* _Referring expression pointing data_
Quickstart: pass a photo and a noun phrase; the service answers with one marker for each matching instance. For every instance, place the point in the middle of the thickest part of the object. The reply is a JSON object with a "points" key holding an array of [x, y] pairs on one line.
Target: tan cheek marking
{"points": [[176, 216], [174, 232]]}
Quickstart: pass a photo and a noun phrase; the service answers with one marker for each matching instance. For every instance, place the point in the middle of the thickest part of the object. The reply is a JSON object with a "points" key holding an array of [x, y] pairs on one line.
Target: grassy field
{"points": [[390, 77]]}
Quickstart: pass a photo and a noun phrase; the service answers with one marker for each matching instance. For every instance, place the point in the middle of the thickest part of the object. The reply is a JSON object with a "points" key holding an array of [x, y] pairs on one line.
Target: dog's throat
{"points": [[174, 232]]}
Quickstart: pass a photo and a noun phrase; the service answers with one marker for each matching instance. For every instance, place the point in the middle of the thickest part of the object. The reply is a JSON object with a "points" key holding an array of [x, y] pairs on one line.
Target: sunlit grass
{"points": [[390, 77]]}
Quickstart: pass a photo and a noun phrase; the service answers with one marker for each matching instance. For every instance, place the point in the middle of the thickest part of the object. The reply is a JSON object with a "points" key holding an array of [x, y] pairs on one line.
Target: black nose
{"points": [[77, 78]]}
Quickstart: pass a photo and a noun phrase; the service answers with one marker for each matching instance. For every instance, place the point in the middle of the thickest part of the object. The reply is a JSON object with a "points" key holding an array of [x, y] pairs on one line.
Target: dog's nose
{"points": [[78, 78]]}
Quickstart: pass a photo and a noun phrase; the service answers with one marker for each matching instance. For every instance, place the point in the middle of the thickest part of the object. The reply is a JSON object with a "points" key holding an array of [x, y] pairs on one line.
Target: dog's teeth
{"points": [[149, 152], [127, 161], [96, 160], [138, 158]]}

* _Task_
Repeat each entry above exactly as it appears.

* _Response box_
Quickstart: pass a photo and a noun phrase; the service answers with one marker for each matching instance. For every instance, place the point in the middle of the thickest part of the object. The reply is a JSON object with a "points" key holding an array of [x, y] pairs on one line.
Target: tan cheek marking
{"points": [[176, 216], [174, 232]]}
Quickstart: pass a photo and a noun phrase; the service answers with one marker for each matching instance. For every instance, place the point in the middle of the thickest part of the object. The reply is a JSON object with a "points" key holding an array of [x, y] pairs on one line.
Target: grassy field
{"points": [[390, 77]]}
Quickstart: pass a photo and a noun phrase; the service answers with one marker for each matching instance. For every instance, place the point in the middle of the thickest part of the object. The reply is a JSON object with a "points" key holding an array of [x, y] pairs on one line.
Target: dog's throat
{"points": [[174, 232]]}
Quickstart: pass a photo and a noun phrase; the service answers with one marker for each matching instance. For every instance, place the point in the middle of the thickest part of the object. The reply is a JSON object with a "points" key holding an array of [x, y] pairs on one line.
Target: sunlit grass
{"points": [[390, 77]]}
Quickstart: pass a photo and a noun phrase; the service answers with one marker for each matching instance. For every instance, place the point in the middle of the thickest part of the object. The reply is a JSON object with a "points" key holding an array of [x, y] pairs on one line.
Target: black nose
{"points": [[77, 78]]}
Quickstart: pass a photo and a noun phrase; the service answers with one marker for each matching instance. For every instance, place the point in the middle of the thickest part of the object. The reply is a JSON object with a "points" key holding an array of [x, y] pairs on one line.
Target: dog's nose
{"points": [[78, 78]]}
Quickstart: pass a photo and a noun phrase; the service answers with one marker for each matching instance. For every instance, place the point in the middle of the thickest part of the object. The reply is a JSON object with a "points" key holding an array of [x, y] pairs on one line.
Target: dog's teeth
{"points": [[149, 152], [127, 161], [96, 160], [138, 158]]}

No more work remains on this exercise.